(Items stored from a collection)

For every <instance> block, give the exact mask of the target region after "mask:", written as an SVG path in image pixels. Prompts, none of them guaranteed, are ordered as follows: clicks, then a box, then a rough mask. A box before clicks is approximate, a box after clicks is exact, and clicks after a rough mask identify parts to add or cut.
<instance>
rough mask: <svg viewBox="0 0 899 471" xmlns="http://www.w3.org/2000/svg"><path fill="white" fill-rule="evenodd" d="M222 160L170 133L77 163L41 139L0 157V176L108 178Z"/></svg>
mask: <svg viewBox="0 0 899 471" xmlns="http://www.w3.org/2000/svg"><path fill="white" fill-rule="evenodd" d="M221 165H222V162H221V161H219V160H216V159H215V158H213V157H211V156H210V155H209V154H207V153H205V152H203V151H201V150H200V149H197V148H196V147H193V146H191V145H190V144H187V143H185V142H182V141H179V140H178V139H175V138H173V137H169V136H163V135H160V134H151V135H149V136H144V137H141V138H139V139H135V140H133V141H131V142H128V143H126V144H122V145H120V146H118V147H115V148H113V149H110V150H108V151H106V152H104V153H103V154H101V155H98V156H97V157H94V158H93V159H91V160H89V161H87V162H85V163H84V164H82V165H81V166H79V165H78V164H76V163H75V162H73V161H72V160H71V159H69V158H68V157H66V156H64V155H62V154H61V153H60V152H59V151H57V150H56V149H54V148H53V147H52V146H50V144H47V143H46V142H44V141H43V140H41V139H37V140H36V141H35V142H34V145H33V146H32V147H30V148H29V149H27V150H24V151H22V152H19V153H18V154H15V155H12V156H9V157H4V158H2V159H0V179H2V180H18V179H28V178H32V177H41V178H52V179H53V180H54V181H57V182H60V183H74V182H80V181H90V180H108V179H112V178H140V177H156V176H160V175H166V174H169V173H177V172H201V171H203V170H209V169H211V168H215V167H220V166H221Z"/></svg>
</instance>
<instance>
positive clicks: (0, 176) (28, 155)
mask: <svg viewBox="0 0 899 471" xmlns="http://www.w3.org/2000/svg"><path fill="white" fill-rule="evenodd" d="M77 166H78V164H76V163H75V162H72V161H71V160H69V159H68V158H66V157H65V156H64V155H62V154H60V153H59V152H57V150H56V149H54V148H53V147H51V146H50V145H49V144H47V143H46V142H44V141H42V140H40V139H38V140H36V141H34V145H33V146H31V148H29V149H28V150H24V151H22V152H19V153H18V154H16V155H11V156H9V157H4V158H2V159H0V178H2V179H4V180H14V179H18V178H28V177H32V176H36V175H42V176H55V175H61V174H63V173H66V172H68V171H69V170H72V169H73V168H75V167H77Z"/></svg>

• Action item
Can you copy the material above line for line, with no changes?

• Exercise result
For every <instance> block, give the exact mask of the target region after "mask:", written as an SVG path in image pixels. Prompts, none of them guaranteed, are ordered as follows: clicks, then a box, then a rough mask. A box before clicks is approximate, a box after clicks is exact, and clicks after a rough mask identify parts to add or cut.
<instance>
rough mask: <svg viewBox="0 0 899 471" xmlns="http://www.w3.org/2000/svg"><path fill="white" fill-rule="evenodd" d="M222 160L170 133L77 163L41 139L0 157V176L108 178Z"/></svg>
mask: <svg viewBox="0 0 899 471" xmlns="http://www.w3.org/2000/svg"><path fill="white" fill-rule="evenodd" d="M221 165H222V162H221V161H219V160H216V159H215V158H213V157H211V156H210V155H209V154H207V153H205V152H203V151H201V150H200V149H197V148H196V147H193V146H191V145H190V144H187V143H185V142H182V141H179V140H178V139H175V138H173V137H169V136H163V135H160V134H151V135H149V136H144V137H141V138H139V139H135V140H133V141H131V142H128V143H126V144H122V145H120V146H118V147H115V148H113V149H110V150H108V151H106V152H104V153H103V154H101V155H98V156H97V157H94V158H93V159H91V160H89V161H87V162H85V163H84V164H82V165H81V166H79V165H78V164H76V163H75V162H73V161H72V160H71V159H69V158H68V157H66V156H64V155H62V154H61V153H60V152H59V151H57V150H56V149H54V148H53V147H52V146H50V144H47V143H46V142H44V141H43V140H41V139H37V140H36V141H35V142H34V145H33V146H32V147H30V148H29V149H27V150H24V151H22V152H19V153H18V154H15V155H12V156H9V157H4V158H2V159H0V179H2V180H18V179H28V178H32V177H41V178H52V179H53V180H54V181H57V182H60V183H74V182H80V181H90V180H108V179H112V178H140V177H156V176H160V175H166V174H169V173H177V172H201V171H203V170H209V169H211V168H215V167H220V166H221Z"/></svg>
</instance>
<instance>
positive clicks: (0, 176) (28, 155)
mask: <svg viewBox="0 0 899 471" xmlns="http://www.w3.org/2000/svg"><path fill="white" fill-rule="evenodd" d="M77 166H78V164H76V163H75V162H72V161H71V160H69V159H68V158H66V157H65V156H64V155H62V154H60V153H59V152H57V150H56V149H54V148H53V147H51V146H50V145H49V144H47V143H46V142H44V141H42V140H40V139H38V140H36V141H34V145H33V146H31V148H29V149H28V150H24V151H22V152H19V153H18V154H16V155H11V156H9V157H4V158H2V159H0V178H2V179H4V180H14V179H18V178H28V177H32V176H36V175H42V176H55V175H61V174H63V173H66V172H68V171H69V170H72V169H73V168H75V167H77Z"/></svg>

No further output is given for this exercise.